▸ Problem to work on
Please repeat every entry exactly as written, but skip the pictures.

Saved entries
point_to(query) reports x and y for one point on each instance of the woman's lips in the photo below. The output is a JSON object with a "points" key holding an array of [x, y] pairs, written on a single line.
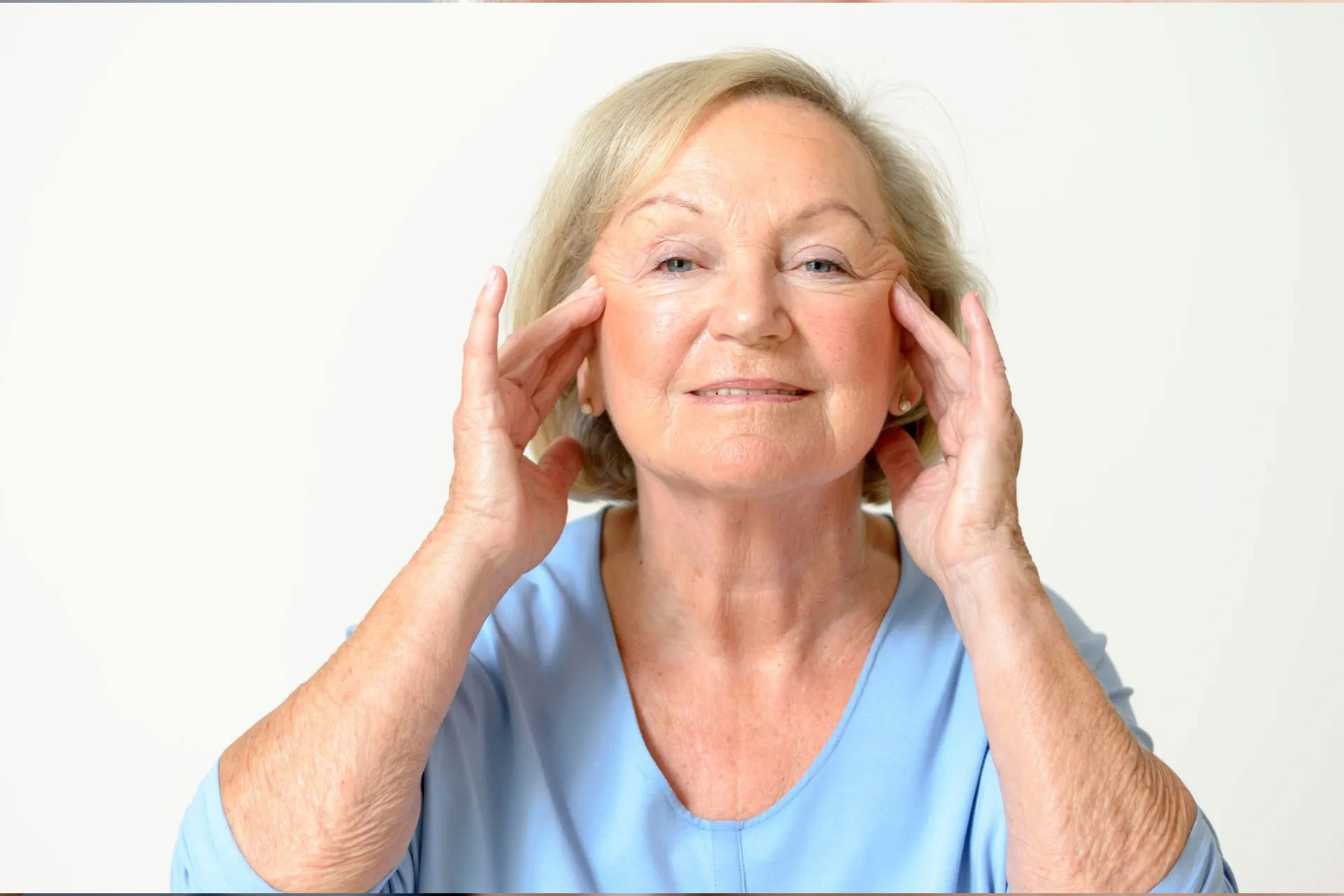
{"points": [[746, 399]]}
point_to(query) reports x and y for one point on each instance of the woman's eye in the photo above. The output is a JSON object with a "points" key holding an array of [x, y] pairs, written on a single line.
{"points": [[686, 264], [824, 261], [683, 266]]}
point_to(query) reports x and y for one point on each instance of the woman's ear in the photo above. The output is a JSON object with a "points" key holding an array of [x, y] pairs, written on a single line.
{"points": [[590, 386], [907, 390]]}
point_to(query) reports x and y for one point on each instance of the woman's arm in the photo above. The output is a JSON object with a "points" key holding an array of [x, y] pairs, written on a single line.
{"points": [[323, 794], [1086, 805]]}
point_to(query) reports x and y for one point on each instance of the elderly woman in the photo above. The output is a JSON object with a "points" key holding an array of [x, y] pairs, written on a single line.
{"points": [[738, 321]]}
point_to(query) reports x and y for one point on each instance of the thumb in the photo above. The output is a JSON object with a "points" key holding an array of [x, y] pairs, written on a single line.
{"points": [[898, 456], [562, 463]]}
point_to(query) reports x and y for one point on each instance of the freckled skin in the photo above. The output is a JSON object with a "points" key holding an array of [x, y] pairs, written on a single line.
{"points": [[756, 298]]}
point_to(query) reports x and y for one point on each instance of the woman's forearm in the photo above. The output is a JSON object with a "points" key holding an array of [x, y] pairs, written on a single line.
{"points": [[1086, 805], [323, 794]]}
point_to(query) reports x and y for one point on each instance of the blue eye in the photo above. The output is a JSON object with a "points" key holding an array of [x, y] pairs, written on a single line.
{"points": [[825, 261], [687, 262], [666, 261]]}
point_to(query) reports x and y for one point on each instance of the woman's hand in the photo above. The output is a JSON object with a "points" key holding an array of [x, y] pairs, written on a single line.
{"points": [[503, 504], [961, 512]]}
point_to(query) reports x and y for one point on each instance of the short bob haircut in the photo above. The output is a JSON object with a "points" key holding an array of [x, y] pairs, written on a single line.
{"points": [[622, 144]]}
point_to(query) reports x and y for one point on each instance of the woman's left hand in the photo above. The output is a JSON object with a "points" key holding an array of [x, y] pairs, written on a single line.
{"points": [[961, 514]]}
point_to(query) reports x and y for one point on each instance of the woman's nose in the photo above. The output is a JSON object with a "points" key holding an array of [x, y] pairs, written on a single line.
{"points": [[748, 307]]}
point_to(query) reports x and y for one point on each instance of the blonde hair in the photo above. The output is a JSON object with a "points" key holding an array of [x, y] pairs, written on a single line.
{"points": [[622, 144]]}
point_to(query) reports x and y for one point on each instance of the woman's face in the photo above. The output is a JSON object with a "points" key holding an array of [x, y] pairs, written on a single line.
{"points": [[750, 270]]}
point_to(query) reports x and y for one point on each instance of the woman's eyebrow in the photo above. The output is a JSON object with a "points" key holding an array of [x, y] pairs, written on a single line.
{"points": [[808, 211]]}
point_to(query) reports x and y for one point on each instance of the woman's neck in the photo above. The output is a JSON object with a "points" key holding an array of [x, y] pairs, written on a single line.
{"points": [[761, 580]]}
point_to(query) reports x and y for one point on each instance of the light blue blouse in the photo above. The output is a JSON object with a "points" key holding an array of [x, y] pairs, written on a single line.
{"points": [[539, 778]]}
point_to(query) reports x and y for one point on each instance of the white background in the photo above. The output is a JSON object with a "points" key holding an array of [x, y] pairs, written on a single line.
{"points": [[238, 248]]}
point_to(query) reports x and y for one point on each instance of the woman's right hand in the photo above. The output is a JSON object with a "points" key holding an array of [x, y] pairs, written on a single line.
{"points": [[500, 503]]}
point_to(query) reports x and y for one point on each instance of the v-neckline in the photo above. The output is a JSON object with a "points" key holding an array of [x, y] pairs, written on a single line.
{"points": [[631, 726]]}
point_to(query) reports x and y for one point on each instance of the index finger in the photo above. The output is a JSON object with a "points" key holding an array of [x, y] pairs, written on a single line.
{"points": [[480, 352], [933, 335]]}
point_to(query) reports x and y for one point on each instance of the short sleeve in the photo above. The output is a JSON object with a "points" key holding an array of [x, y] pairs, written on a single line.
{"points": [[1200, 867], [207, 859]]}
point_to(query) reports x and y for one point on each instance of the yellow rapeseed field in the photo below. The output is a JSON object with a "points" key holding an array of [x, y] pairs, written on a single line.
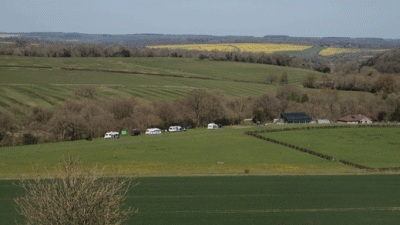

▸ Result of the task
point_to(query) reports x and y for one point on each instance of the woman's lips in the photo below. The output is a JSON object with a "points" key holding an array of [x, y] pairs, written on a single line.
{"points": [[746, 399]]}
point_to(query) reports x and y for one point on each instance of the woman's eye in the photo above. The output is a JSON object with a "points" key holding an array of [x, y] pairs, written on a single line.
{"points": [[686, 264], [824, 261], [683, 266]]}
point_to(query) reports x and y for one point on each instance of the woman's ear in the photo above. The output is a JSON object with a "points" key holding an array of [x, y] pairs, written on a single line.
{"points": [[590, 386], [907, 390]]}
point_to(query) reports x and y for one point on each instance of the woman's arm in the photo above. The output is a JSON object with a "points" key holding an array of [x, y] pairs, written on a single line.
{"points": [[323, 794], [1086, 805]]}
point_to(query) reports x and y for one point on each instance of the elderly woman in the photo above. The output is a JSON object with a "points" key holding an array of [x, y] pairs, written on a single line.
{"points": [[738, 321]]}
point_to(query) reports x and y for one point on each instance of the thumb in the photo above. The output is a JSON object with a "points" key holding an array of [x, y] pairs, written on a single line.
{"points": [[898, 456], [562, 463]]}
point_to(query) reports x and y for one point on each instance of the freckled skin in the photo above. The output is a JSON object with a "points" key holding an array of [x, y] pairs, written on a single line.
{"points": [[756, 298]]}
point_to(query) reports x and y for one point on each instance of the woman's forearm in the photo above. The output is a JSON object with a "points" key holding an array of [x, y] pairs, written on a single line.
{"points": [[1086, 805], [323, 794]]}
point_to(query) reports x and y for one point on each instance of the blue eye in the photo above. The output is a JSON object with a "points" key holding an array of [x, y] pairs, written on a single line.
{"points": [[825, 261], [687, 262], [666, 261]]}
point_to(query) reports x and y for one point on each instance of the woman's hand in the photo above. The output is a JSON object with a "points" key holding an array of [x, y] pairs, written on a single line.
{"points": [[503, 504], [961, 512]]}
point_to(query) reports x and y for one point on each instance of the short bob haircut in the photo above. The output is a JSON object with a "points" key holding an array of [x, y] pairs, written on a single line.
{"points": [[622, 144]]}
point_to(query) reports x and y for one point on each instance of the woman's left hand in the photo above. The output is a JSON object with a "points" key holding an array of [x, y] pairs, written on a single line.
{"points": [[961, 514]]}
point_to(query) reports x and y for one point on each instance of the woman's nose in the photo above. The output is a JSON object with a "points" key holding an array of [x, y] pairs, written on a single line.
{"points": [[748, 307]]}
point_to(query) reports x and y for one point on each instance of the blonde hair in the photo above. The output is a JSON object with a "points" key holding an array of [x, y] pairs, written on a single line.
{"points": [[622, 144]]}
point_to(query) reports x and y for one point on each instance of the woman's face in the photo above. The output is a JSON object with a "points" key holding an array of [x, y] pairs, written on a single line.
{"points": [[750, 270]]}
point_to(query) reports x and y for one point on each instance of the woman's eyebrow in the photo above. The output is a JSON object with a "points" key holding an array of [x, y] pairs, written on a single line.
{"points": [[808, 211]]}
point_to(query) reports x and y for one point on each instance of the woman's neck in the photo above. The output is a JSON object with a "points" key holding an array of [x, y] pairs, written on a single line.
{"points": [[761, 580]]}
point_to(query) reports x and y for one point on each instance of the light blue blouse in the photo above. The output is a JSON object with a "points" key holding an array of [x, y] pairs, written on a single line.
{"points": [[539, 778]]}
point_to(query) reports x and y for one point on each instance of the white background in the photo above. The output is a JSON object with a "points" key holding an array of [x, y] pairs, written on a single line.
{"points": [[238, 248]]}
point_to(query) reports x and y for one point on each instance of the woman's right hand in the photo above. The output is a JSON object with a "points" key holding an array of [x, y] pairs, written on a single line.
{"points": [[500, 503]]}
point_to(query) reports x and y for one point on each instance of the v-neckline in the photo above. The output is a JSON object with a "points" key holding an array of [x, y] pairs, written on a single line.
{"points": [[631, 726]]}
point_to(query) reports x and y for one point on each instance of the index finger in the photo above. The output is a JSON object with a "points" key holding an array of [x, y] pairs, written on a single line.
{"points": [[480, 352], [933, 335]]}
point_to(query) reports x and y for one point on each instance of the short sleeve in the photo above. The output is a JSON object with a "points" key holding an array of [x, y] pairs, written on a single line.
{"points": [[1200, 867], [207, 859]]}
point_to(query) reports x and y for one point on each instance of the yellow rapeseed field in the photo below. The output is a JSON object with a "points" key holding an array of [x, y] pairs, written on a single line.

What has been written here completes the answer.